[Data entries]

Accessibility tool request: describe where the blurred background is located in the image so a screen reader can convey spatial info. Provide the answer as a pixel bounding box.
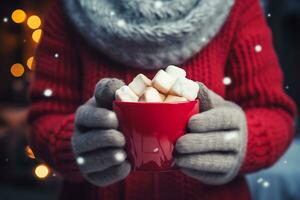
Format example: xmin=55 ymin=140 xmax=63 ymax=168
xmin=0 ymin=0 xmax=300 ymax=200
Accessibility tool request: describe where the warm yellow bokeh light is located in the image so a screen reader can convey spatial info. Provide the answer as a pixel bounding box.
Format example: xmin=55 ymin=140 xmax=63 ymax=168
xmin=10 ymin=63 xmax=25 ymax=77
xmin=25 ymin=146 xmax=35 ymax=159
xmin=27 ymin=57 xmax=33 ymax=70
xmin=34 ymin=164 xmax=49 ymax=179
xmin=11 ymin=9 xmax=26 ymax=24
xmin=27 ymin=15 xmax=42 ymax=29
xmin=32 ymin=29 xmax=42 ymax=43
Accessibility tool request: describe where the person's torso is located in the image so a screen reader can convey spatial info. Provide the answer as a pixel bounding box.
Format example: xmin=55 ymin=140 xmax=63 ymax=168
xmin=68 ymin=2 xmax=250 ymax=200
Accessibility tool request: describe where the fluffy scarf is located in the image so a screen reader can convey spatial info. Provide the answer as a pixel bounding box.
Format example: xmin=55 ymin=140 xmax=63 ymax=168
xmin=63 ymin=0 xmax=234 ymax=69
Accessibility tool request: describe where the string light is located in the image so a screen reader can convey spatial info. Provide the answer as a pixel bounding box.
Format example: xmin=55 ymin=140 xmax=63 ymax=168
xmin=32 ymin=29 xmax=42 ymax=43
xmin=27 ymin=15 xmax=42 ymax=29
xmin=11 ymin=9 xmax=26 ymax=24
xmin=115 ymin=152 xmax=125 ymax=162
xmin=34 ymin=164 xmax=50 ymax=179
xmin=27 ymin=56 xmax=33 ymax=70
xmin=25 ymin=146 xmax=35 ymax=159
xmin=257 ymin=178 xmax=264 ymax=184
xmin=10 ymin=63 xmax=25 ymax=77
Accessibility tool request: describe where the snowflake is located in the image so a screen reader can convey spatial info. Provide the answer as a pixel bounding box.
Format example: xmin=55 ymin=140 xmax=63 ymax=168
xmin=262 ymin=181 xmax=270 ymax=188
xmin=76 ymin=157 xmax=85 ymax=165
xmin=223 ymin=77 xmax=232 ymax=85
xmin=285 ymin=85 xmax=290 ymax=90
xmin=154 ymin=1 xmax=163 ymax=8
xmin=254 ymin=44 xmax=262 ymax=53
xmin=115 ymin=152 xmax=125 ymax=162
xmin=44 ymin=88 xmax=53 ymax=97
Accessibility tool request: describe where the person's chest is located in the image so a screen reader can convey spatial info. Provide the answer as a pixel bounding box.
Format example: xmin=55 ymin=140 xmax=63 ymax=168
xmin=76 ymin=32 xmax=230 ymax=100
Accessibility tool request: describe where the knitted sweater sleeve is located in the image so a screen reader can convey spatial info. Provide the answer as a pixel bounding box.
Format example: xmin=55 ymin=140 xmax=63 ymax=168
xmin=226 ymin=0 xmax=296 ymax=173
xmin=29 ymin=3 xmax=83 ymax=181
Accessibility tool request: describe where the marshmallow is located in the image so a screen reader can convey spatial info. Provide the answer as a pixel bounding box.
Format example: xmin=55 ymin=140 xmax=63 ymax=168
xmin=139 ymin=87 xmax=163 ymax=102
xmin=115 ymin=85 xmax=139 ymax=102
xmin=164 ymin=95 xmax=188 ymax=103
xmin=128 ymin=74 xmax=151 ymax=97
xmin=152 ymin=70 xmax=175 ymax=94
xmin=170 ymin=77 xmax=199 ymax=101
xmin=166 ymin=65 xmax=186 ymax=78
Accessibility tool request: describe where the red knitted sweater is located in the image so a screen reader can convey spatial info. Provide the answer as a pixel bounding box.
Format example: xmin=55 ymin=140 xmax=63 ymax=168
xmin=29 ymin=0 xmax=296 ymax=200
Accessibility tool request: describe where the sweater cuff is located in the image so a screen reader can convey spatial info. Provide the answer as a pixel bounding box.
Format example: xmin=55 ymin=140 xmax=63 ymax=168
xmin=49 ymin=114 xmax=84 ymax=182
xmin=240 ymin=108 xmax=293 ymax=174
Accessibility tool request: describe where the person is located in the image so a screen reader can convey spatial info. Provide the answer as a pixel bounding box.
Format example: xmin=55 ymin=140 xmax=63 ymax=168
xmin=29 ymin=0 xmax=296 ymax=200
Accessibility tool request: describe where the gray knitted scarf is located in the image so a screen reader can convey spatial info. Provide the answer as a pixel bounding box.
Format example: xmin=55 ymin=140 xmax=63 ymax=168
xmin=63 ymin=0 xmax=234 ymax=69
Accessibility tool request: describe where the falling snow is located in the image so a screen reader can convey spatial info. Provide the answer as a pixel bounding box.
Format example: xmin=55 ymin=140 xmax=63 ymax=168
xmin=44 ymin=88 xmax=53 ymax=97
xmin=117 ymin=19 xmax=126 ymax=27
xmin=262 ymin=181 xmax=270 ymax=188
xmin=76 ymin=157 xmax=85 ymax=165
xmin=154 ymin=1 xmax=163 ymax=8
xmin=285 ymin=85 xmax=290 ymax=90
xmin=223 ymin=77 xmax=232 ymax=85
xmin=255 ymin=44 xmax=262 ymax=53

### What is expected
Could you arrange every line of the items above as a JSON list of strings, one string per line, with blank lines dropped and the pictures left out?

### Exercise output
[
  "Accessibility tool request: describe where the blurred background is located in the image so a screen reader can convey spatial info. Provide the answer as a pixel bounding box.",
  "Format example: xmin=55 ymin=140 xmax=63 ymax=168",
  "xmin=0 ymin=0 xmax=300 ymax=200",
  "Accessibility tool request: describe where the warm yellow bokeh light is located in the image so a screen reader can convey spatial info. Provide the answer as a pixel bounding box.",
  "Format example: xmin=55 ymin=140 xmax=63 ymax=168",
  "xmin=10 ymin=63 xmax=25 ymax=77",
  "xmin=25 ymin=146 xmax=35 ymax=159",
  "xmin=27 ymin=57 xmax=33 ymax=70",
  "xmin=34 ymin=164 xmax=49 ymax=179",
  "xmin=11 ymin=9 xmax=26 ymax=24",
  "xmin=27 ymin=15 xmax=42 ymax=29",
  "xmin=32 ymin=29 xmax=42 ymax=43",
  "Accessibility tool request: describe where the person's torso is located in the image so a screen reader can convey spatial info. Provide the answer as a pixel bounding box.",
  "Format example: xmin=55 ymin=140 xmax=63 ymax=168",
  "xmin=68 ymin=2 xmax=250 ymax=200",
  "Accessibility tool request: describe where the fluffy scarf is located in the image so a screen reader can convey spatial info. Provide the answer as a pixel bounding box.",
  "Format example: xmin=55 ymin=140 xmax=63 ymax=168",
  "xmin=63 ymin=0 xmax=234 ymax=69",
  "Accessibility tool request: describe where the string light is located in the image so a screen reader can convey spatial info. Provide the answer as a pixel bounding box.",
  "Format example: xmin=55 ymin=140 xmax=63 ymax=168",
  "xmin=32 ymin=29 xmax=42 ymax=43",
  "xmin=27 ymin=15 xmax=42 ymax=29",
  "xmin=11 ymin=9 xmax=26 ymax=24",
  "xmin=115 ymin=152 xmax=125 ymax=162",
  "xmin=34 ymin=164 xmax=50 ymax=179",
  "xmin=27 ymin=56 xmax=33 ymax=70",
  "xmin=25 ymin=146 xmax=35 ymax=159",
  "xmin=257 ymin=178 xmax=264 ymax=184",
  "xmin=10 ymin=63 xmax=25 ymax=77",
  "Accessibility tool request: describe where the snowflake is located in the image so a screen reader can convey spatial info. Provide the answer as a pixel bounding box.",
  "Format example: xmin=55 ymin=140 xmax=63 ymax=168",
  "xmin=262 ymin=181 xmax=270 ymax=188",
  "xmin=76 ymin=157 xmax=85 ymax=165",
  "xmin=223 ymin=77 xmax=232 ymax=85",
  "xmin=285 ymin=85 xmax=290 ymax=90",
  "xmin=154 ymin=1 xmax=163 ymax=8",
  "xmin=254 ymin=44 xmax=262 ymax=53",
  "xmin=115 ymin=152 xmax=125 ymax=162",
  "xmin=44 ymin=88 xmax=53 ymax=97",
  "Accessibility tool request: describe where the person's chest is located in the image so a screen reader can convey spatial info. Provide the answer as a pixel bounding box.",
  "Format example: xmin=55 ymin=140 xmax=63 ymax=168",
  "xmin=76 ymin=32 xmax=230 ymax=100",
  "Accessibility tool request: describe where the knitted sweater sleeve is located in the image so a screen reader can convey spatial info. Provide the answer as a pixel bounding box.",
  "Format example: xmin=55 ymin=140 xmax=63 ymax=168",
  "xmin=226 ymin=0 xmax=296 ymax=173",
  "xmin=29 ymin=3 xmax=83 ymax=181",
  "Accessibility tool request: describe where the marshmallow is located in the image so a screen reader can convey spatial info. Provide the answer as a pixel bounding box.",
  "Format example: xmin=55 ymin=140 xmax=63 ymax=168",
  "xmin=139 ymin=87 xmax=163 ymax=102",
  "xmin=115 ymin=85 xmax=139 ymax=102",
  "xmin=164 ymin=95 xmax=188 ymax=103",
  "xmin=128 ymin=74 xmax=151 ymax=97",
  "xmin=152 ymin=70 xmax=175 ymax=94",
  "xmin=170 ymin=77 xmax=199 ymax=101",
  "xmin=166 ymin=65 xmax=186 ymax=78",
  "Accessibility tool request: describe where the red knitted sweater is located in the image so a screen reader can convey spatial info. Provide the answer as a pixel bounding box.",
  "Format example: xmin=55 ymin=140 xmax=63 ymax=168",
  "xmin=29 ymin=0 xmax=296 ymax=200",
  "Accessibility tool request: describe where the sweater cuff is located in the image so a screen reader can convey spatial info. Provide the answer as a pixel bounding box.",
  "Format example: xmin=55 ymin=140 xmax=63 ymax=168",
  "xmin=49 ymin=114 xmax=84 ymax=182",
  "xmin=240 ymin=108 xmax=293 ymax=174",
  "Accessibility tool request: describe where the person is located in the image so a screen reader can convey spatial info. Provide the answer as a pixel bounding box.",
  "Format example: xmin=55 ymin=140 xmax=63 ymax=168",
  "xmin=29 ymin=0 xmax=296 ymax=200",
  "Accessibility tool request: describe where the gray knitted scarf is located in the image so a screen reader can convey spatial info. Provide the answer as a pixel bounding box.",
  "Format example: xmin=55 ymin=140 xmax=63 ymax=168",
  "xmin=63 ymin=0 xmax=234 ymax=69",
  "Accessibility tool request: describe where the falling snow is located in the image so a screen reader can convey spatial info. Provide the answer as a pixel bounding box.",
  "Format example: xmin=55 ymin=140 xmax=63 ymax=168",
  "xmin=44 ymin=88 xmax=53 ymax=97",
  "xmin=117 ymin=19 xmax=126 ymax=27",
  "xmin=262 ymin=181 xmax=270 ymax=188",
  "xmin=76 ymin=157 xmax=85 ymax=165",
  "xmin=154 ymin=1 xmax=163 ymax=8",
  "xmin=285 ymin=85 xmax=290 ymax=90",
  "xmin=223 ymin=77 xmax=232 ymax=85",
  "xmin=255 ymin=44 xmax=262 ymax=53"
]